*Selected passage*:
'''
Friday 26 August 2016

World of Tanks History Section: Battle at Lukhanino

The Voronezh Front, protector of the south flank of the Kursk salient, found itself in the way of a powerful German offensive. However, this scenario played out quite unlike what German commanders expected. Most problems were faced by the 48th Tank Corps, which got stuck at the first Soviet line of defense on July 5th, 1943. Even 200 Panthers, thrown into battle near Cherkasskoye where Grossdeutschland division was spinning its wheels did not improve the situation.

Only late in the evening, having joined forces with the 3rd Tank Division, the German unit managed to enter Cherkasskoye. Soviet forces were fully expelled only by the next morning. The offensive had to be developed further, along the Belgorod-Oboyan highway, right through Lukhanino.

Crossing with Teeth

The Lukhanino village spread across both shores of the Pena river with a bridge connecting the two halves. The Germans needed this bridge. Colonel I. Yakovlev's 10th Mechanized Brigade was ordered to defend it with its 8 T-70s and 29 T-34s. The brigade's infantry fortified inside the village and on its outskirts; the tanks took up positions to the east. Twelve 76 mm guns deployed behind the front lines. Soviet soldiers spent all night digging trenches for themselves and their tanks, camouflaging their materiel. Lukhanino was becoming a fortress.
'''
Reproduce the Lukhanino battle account word for word, everything from "The Voronezh Front, protector" down to "right through Lukhanino.".

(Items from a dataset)
'''
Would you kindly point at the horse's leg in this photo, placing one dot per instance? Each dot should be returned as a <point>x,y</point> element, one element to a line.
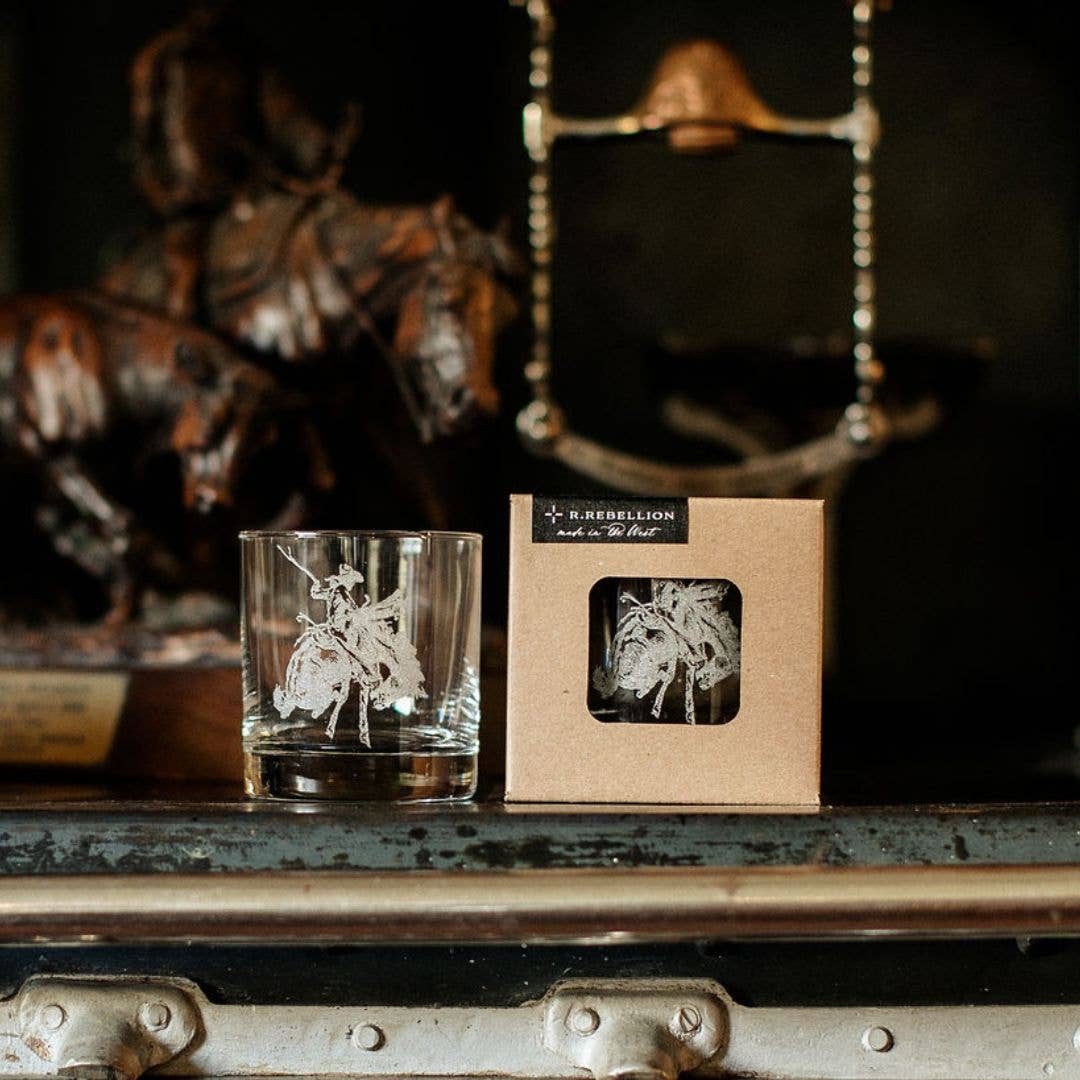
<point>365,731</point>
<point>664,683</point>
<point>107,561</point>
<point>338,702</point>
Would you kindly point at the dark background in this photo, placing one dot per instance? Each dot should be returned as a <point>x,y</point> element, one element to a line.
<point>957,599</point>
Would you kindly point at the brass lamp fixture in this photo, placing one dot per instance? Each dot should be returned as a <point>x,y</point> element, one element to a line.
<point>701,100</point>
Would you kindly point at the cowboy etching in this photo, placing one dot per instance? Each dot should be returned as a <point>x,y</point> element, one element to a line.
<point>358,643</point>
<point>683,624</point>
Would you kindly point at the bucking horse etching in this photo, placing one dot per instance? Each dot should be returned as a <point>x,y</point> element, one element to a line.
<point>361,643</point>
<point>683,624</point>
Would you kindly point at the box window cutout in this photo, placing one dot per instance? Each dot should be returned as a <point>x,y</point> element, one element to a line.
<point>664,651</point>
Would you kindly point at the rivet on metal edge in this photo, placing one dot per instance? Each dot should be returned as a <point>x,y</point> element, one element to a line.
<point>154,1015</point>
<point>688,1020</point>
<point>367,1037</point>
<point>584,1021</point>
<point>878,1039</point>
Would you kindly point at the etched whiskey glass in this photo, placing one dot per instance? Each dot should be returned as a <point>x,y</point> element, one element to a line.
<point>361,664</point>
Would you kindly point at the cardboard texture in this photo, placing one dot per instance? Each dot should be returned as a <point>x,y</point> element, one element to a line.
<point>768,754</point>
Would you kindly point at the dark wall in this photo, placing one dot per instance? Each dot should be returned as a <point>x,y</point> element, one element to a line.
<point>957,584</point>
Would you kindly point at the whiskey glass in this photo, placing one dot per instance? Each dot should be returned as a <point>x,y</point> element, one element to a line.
'''
*Full response*:
The Voronezh Front, protector of the south flank of the Kursk salient, found itself in the way of a powerful German offensive. However, this scenario played out quite unlike what German commanders expected. Most problems were faced by the 48th Tank Corps, which got stuck at the first Soviet line of defense on July 5th, 1943. Even 200 Panthers, thrown into battle near Cherkasskoye where Grossdeutschland division was spinning its wheels did not improve the situation.

Only late in the evening, having joined forces with the 3rd Tank Division, the German unit managed to enter Cherkasskoye. Soviet forces were fully expelled only by the next morning. The offensive had to be developed further, along the Belgorod-Oboyan highway, right through Lukhanino.